Retype the following rows word for word, keeping every line as it appears.

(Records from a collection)
· · · ·

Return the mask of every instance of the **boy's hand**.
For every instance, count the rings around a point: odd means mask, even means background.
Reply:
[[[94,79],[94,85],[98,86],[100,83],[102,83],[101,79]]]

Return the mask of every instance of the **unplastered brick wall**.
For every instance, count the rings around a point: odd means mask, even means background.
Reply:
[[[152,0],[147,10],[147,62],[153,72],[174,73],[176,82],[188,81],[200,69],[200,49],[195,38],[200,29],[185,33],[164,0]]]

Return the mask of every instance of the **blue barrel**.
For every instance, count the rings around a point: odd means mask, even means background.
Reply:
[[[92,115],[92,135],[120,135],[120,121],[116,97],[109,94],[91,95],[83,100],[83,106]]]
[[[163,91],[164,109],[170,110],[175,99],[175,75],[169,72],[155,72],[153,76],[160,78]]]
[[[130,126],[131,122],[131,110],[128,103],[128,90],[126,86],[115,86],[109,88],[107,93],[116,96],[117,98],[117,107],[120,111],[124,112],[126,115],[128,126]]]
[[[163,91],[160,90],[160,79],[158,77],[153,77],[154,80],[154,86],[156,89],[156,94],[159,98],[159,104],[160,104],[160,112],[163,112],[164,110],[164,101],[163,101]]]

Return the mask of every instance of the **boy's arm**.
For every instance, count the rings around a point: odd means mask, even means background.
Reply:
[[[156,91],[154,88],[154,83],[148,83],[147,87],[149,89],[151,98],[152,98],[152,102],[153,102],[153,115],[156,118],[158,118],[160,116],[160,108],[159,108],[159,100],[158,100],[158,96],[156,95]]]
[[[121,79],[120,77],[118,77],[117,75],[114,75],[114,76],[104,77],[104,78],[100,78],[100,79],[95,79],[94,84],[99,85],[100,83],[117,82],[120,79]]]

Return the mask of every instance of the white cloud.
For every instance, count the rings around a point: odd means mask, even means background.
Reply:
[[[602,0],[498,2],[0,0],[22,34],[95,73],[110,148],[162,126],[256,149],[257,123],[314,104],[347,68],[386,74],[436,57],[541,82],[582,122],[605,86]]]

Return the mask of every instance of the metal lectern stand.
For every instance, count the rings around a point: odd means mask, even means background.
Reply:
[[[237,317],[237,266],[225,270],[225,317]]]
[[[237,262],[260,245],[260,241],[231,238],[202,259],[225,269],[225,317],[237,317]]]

· · · ·

*REPLY*.
Return the mask of every instance of the **boy's hand**.
For every instance, count the rings around a point: odd means mask, even means background.
Reply:
[[[94,79],[94,85],[98,86],[100,83],[102,83],[101,79]]]

Return the mask of every instance of the **unplastered brick wall**.
For every instance, count the rings around a point: odd means mask, even means background.
Reply:
[[[152,0],[147,10],[147,62],[153,72],[174,73],[176,82],[188,81],[200,69],[200,49],[195,38],[200,29],[185,33],[164,0]]]

Return the mask of every instance of the **blue barrel**.
For every instance, count the rings around a point: odd means mask, even means background.
Reply:
[[[92,115],[92,135],[120,135],[120,121],[116,97],[109,94],[91,95],[83,100],[83,106]]]
[[[163,91],[164,109],[170,110],[175,99],[175,75],[169,72],[155,72],[153,76],[160,78]]]
[[[130,126],[131,122],[131,110],[128,103],[128,90],[126,86],[115,86],[109,88],[107,93],[116,96],[117,98],[117,107],[120,111],[124,112],[126,115],[128,126]]]
[[[163,91],[160,90],[160,79],[158,77],[153,77],[154,80],[154,86],[156,89],[156,94],[159,98],[159,104],[160,104],[160,112],[163,112],[164,110],[164,101],[163,101]]]

Return the mask of every instance of the **boy's arm**.
For every instance, count the rings around a point: odd means mask, even means background.
Reply:
[[[156,91],[154,88],[154,83],[148,83],[147,87],[149,89],[151,98],[152,98],[152,102],[153,102],[153,115],[156,118],[158,118],[160,116],[160,108],[159,108],[159,100],[158,100],[158,96],[156,95]]]
[[[121,79],[120,77],[118,77],[117,75],[114,75],[114,76],[104,77],[104,78],[100,78],[100,79],[95,79],[94,84],[99,85],[100,83],[117,82],[120,79]]]

Return the mask of every instance of the white cloud.
For every instance, count the rings around a point: odd means mask, even means background.
Reply:
[[[602,0],[498,2],[0,0],[22,34],[95,73],[110,148],[162,126],[256,149],[257,123],[314,104],[347,68],[386,74],[436,57],[541,82],[582,122],[605,86]]]

Return the mask of every instance of the metal lectern stand.
For every instance, count the rings around a point: odd means mask, even means background.
Reply:
[[[237,317],[237,266],[225,270],[225,317]]]
[[[237,262],[260,245],[260,241],[231,238],[202,259],[225,269],[225,317],[237,317]]]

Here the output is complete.